* BEGIN Data listing *
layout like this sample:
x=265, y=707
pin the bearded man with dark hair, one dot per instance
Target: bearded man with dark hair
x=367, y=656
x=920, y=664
* END Data listing *
▶ _Exercise objective_: Recast each line of the records above as a numbered list, leaving out any blank lines.

▶ _Answer to the task_:
1. layout like this sample:
2. x=265, y=707
3. pin the bearded man with dark hair, one dot per instance
4. Target: bearded man with dark hair
5. x=367, y=656
6. x=920, y=664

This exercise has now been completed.